■ Requirements
Lay out the items from the first line through the line that contains "0;0;1240;643", both included, as a Markdown table with the columns Row and Text. Number each line, and skip any blank lines.

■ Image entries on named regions
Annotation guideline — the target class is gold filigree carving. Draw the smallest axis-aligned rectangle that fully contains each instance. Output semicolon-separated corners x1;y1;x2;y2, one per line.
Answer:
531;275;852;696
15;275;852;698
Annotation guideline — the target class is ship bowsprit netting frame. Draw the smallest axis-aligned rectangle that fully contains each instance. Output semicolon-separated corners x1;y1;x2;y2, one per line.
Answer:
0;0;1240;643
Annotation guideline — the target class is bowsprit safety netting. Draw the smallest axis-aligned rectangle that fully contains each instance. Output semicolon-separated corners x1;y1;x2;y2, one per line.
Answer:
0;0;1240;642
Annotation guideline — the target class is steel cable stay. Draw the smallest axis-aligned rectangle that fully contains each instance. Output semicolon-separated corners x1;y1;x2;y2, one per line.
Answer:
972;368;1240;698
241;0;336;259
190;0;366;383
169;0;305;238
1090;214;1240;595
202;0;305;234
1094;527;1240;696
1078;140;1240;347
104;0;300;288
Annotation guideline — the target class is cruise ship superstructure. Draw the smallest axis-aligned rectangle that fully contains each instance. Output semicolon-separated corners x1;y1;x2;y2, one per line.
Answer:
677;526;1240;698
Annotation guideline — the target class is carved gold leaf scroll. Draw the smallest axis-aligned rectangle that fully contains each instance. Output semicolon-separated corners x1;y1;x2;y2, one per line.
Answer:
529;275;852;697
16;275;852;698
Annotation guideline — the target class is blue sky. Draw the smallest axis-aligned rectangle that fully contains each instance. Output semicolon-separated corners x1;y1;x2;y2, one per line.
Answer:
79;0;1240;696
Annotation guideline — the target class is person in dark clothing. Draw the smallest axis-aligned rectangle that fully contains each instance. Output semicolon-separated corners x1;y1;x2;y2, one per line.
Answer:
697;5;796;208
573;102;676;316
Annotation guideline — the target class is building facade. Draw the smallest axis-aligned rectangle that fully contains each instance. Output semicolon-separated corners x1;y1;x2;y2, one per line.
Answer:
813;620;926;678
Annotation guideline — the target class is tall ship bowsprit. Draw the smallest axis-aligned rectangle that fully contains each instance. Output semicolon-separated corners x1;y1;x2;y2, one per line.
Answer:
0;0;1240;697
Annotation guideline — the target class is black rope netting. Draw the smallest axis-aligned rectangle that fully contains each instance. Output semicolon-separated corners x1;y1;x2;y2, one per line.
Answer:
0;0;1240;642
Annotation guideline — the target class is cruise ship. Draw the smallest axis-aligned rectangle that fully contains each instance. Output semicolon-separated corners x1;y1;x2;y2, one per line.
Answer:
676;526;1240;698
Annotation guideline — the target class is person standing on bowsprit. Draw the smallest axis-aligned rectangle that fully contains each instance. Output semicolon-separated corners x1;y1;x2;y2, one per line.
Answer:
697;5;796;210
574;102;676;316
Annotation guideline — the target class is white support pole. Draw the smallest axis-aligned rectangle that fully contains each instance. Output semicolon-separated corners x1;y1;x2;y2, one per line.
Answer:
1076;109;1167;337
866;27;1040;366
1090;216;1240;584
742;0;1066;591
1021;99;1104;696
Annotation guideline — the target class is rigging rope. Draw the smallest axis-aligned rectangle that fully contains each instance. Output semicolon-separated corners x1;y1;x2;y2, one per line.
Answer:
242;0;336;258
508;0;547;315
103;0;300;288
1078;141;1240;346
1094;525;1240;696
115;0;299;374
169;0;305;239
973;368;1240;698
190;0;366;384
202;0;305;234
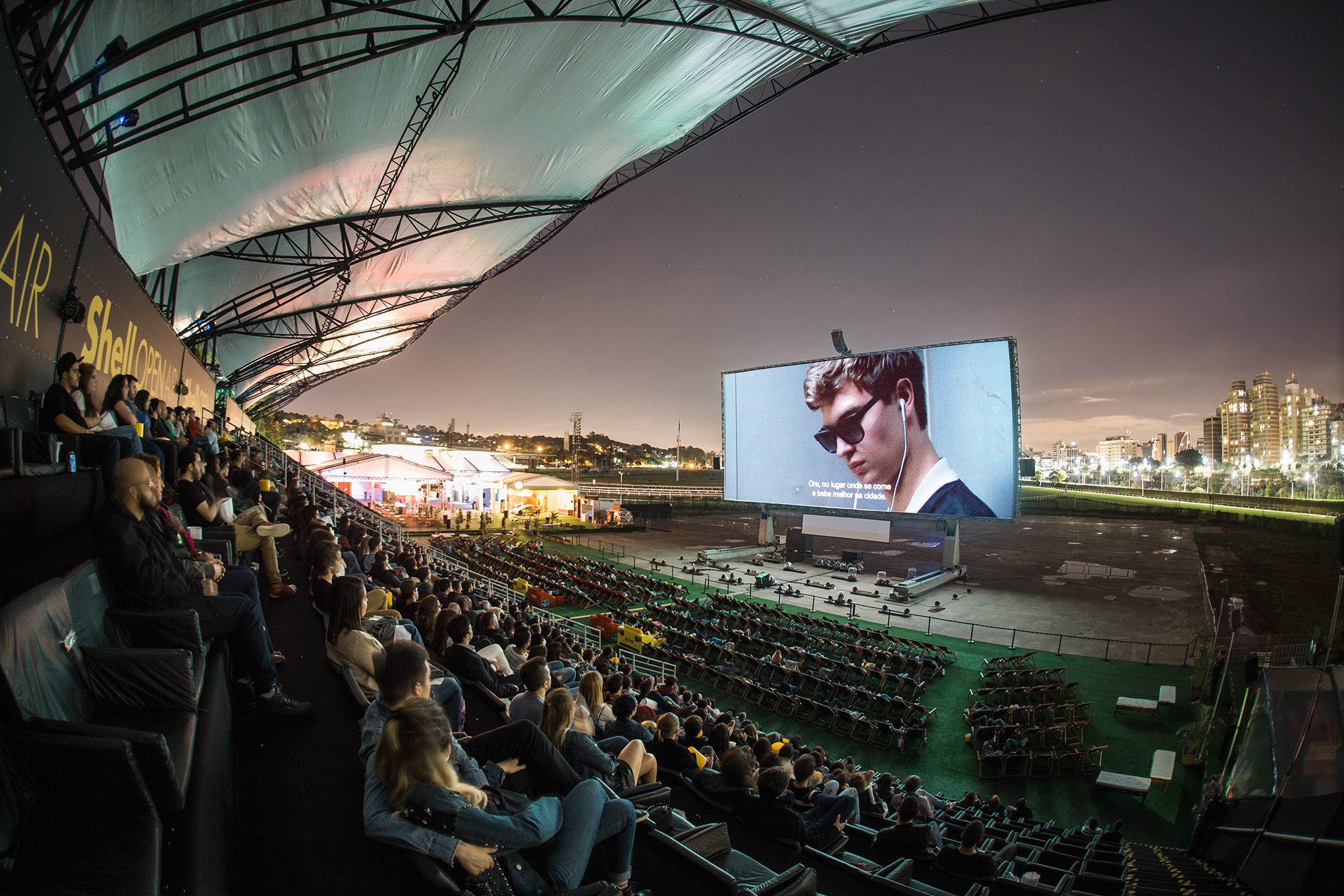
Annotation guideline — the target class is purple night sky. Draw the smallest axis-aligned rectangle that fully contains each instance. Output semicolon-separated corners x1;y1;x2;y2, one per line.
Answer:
291;0;1344;450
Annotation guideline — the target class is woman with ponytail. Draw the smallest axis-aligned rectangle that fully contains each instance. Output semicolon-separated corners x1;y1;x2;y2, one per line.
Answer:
542;688;659;793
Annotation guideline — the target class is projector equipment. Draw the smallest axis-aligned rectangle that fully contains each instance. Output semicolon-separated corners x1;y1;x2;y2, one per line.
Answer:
61;286;89;323
1245;653;1259;688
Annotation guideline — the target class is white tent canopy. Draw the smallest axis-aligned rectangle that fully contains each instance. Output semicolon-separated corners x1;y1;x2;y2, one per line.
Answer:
26;0;1059;405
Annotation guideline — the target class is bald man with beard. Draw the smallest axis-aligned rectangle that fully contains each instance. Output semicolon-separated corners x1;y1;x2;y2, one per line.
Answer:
97;458;313;717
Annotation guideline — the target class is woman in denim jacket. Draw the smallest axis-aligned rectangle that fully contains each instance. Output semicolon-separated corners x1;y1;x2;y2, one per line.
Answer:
542;688;659;793
374;698;648;896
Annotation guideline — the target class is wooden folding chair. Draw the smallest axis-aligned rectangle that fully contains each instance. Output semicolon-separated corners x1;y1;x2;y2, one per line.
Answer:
1080;747;1106;775
1063;725;1083;747
1070;700;1093;725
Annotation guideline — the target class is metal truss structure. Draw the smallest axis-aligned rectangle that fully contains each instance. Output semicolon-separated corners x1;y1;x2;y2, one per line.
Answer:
7;0;1102;407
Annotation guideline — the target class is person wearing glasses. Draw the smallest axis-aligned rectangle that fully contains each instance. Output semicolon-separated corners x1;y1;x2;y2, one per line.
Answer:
802;352;995;516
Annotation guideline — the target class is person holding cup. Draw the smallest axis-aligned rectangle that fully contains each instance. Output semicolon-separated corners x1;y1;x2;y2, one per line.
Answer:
128;389;177;480
102;374;156;469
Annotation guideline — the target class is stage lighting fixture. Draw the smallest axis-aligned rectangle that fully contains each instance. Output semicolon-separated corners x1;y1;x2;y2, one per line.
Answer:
98;34;126;66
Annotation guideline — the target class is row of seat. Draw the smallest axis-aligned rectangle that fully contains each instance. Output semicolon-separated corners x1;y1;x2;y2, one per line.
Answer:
0;560;233;896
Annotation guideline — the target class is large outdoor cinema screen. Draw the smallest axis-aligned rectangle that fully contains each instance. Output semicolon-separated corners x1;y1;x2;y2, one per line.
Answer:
723;339;1017;520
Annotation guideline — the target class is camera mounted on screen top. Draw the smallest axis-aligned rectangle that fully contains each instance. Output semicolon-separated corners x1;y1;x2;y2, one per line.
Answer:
831;329;853;357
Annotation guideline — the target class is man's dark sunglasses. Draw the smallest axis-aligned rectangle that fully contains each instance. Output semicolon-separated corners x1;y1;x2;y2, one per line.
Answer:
812;396;880;454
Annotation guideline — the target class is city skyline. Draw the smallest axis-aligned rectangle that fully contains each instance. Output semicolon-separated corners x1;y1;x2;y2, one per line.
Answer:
291;0;1344;449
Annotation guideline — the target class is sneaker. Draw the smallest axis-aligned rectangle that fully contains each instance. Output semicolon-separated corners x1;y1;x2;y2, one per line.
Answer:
257;684;313;719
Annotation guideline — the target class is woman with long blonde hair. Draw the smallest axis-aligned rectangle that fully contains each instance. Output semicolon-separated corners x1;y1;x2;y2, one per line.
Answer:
542;688;659;793
374;692;646;896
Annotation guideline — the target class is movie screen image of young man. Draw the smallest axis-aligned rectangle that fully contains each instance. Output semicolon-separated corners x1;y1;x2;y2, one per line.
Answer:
725;340;1017;518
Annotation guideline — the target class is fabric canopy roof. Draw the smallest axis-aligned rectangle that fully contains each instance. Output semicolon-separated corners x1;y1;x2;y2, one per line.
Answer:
31;0;1048;405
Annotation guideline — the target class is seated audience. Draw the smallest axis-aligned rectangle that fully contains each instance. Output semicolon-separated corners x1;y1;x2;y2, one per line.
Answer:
374;700;650;893
443;614;522;700
38;352;131;501
177;446;294;598
97;458;313;717
936;820;1017;880
738;767;845;849
872;794;942;864
602;693;653;746
542;688;659;793
648;712;704;775
508;659;551;731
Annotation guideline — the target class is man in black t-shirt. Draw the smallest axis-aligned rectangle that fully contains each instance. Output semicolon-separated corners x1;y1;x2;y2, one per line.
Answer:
177;446;294;598
934;821;1017;880
38;352;136;498
872;794;942;864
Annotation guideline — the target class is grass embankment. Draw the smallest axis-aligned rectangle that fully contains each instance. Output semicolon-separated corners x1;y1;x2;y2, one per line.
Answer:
540;546;1204;847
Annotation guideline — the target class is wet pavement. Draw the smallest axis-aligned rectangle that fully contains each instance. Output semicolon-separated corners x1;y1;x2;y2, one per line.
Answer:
556;515;1204;663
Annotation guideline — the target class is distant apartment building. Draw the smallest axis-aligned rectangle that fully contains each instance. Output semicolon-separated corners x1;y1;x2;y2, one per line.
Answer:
1199;408;1223;463
1097;433;1142;470
1296;396;1344;461
1278;374;1312;458
1250;371;1283;466
1220;380;1251;463
1050;441;1083;469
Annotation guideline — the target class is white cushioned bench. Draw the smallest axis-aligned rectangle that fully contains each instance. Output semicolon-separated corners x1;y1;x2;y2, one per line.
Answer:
1093;771;1153;799
1110;697;1158;716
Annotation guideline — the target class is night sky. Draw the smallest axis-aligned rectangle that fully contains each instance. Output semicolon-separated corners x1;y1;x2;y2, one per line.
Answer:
291;0;1344;450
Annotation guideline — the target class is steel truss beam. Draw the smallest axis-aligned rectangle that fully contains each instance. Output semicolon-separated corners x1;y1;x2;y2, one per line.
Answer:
229;283;476;384
235;283;477;407
12;0;851;167
181;199;586;345
246;0;1104;407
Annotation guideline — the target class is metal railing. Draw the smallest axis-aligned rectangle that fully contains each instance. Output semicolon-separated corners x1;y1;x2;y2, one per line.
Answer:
574;482;723;501
708;588;1195;666
615;649;676;680
1021;480;1344;516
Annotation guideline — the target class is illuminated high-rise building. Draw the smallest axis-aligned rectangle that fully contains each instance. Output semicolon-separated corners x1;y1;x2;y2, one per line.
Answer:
1199;419;1223;463
1296;395;1340;461
1250;371;1283;466
1279;374;1312;458
1220;380;1251;463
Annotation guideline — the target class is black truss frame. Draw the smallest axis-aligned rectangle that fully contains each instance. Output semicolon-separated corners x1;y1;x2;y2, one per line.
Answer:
7;0;1104;407
180;199;586;345
9;0;851;168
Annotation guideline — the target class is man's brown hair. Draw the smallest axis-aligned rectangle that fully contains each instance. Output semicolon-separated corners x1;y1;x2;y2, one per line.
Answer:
802;352;929;430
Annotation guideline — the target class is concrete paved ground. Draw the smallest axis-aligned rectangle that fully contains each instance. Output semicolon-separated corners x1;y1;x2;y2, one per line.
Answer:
567;515;1204;663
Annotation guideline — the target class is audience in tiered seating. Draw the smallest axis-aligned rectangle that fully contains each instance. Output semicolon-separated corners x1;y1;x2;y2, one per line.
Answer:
97;458;313;716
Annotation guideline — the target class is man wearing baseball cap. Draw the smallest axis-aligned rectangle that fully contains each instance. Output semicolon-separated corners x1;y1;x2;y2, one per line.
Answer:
38;352;136;498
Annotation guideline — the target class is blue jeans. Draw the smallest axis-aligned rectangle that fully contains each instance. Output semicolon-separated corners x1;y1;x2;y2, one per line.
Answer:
219;564;275;652
802;787;859;831
594;735;626;757
542;781;634;893
429;679;466;731
200;592;275;694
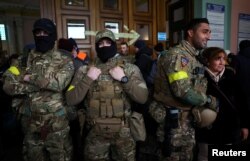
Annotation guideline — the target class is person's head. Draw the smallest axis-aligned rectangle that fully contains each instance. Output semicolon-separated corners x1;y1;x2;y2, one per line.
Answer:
202;47;227;74
33;18;57;53
184;18;211;50
134;40;146;53
121;42;128;55
95;29;117;63
239;40;250;51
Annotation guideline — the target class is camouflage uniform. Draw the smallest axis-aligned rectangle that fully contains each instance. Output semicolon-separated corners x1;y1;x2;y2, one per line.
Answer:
66;32;148;161
149;40;210;161
4;49;74;161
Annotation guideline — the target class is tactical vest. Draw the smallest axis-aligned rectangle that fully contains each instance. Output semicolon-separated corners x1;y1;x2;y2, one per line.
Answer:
87;59;130;132
154;47;207;110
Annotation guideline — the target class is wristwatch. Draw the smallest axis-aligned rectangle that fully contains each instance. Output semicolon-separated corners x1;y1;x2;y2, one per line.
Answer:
121;76;128;84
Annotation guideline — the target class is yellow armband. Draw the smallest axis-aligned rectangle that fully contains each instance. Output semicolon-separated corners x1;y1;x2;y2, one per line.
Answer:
8;66;20;76
168;71;188;84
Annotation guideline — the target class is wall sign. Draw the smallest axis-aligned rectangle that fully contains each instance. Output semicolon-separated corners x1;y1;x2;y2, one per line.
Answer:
207;3;225;48
238;13;250;51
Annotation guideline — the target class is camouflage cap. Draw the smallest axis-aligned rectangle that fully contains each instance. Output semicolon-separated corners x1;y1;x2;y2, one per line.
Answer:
95;29;115;43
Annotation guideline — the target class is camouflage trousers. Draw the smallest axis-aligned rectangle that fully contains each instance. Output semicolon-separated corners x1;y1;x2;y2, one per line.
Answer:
84;127;136;161
23;117;73;161
149;101;195;161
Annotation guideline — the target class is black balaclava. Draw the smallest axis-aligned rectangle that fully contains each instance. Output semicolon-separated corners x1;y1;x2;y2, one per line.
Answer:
96;38;117;63
33;18;57;53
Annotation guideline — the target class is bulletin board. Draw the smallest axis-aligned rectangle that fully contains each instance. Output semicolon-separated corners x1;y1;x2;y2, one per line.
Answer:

■ Final result
| Row | Text |
|---|---|
| 1 | Annotation guideline — the target class is gold filigree carving. Draw the smallest axis-aligned rectangle that fully contains each instance. Output semicolon-separated corners x1;y1;x2;y2, one per line. |
| 2 | Answer: |
| 3 | 531;275;852;696 |
| 4 | 15;275;852;698 |
| 5 | Annotation guideline — the target class is ship bowsprit netting frame. Draw the smallest axis-aligned rectangle that fully contains each instance. Output semicolon-separated corners x1;y1;x2;y2, one per line. |
| 6 | Answer: |
| 7 | 0;0;1240;643 |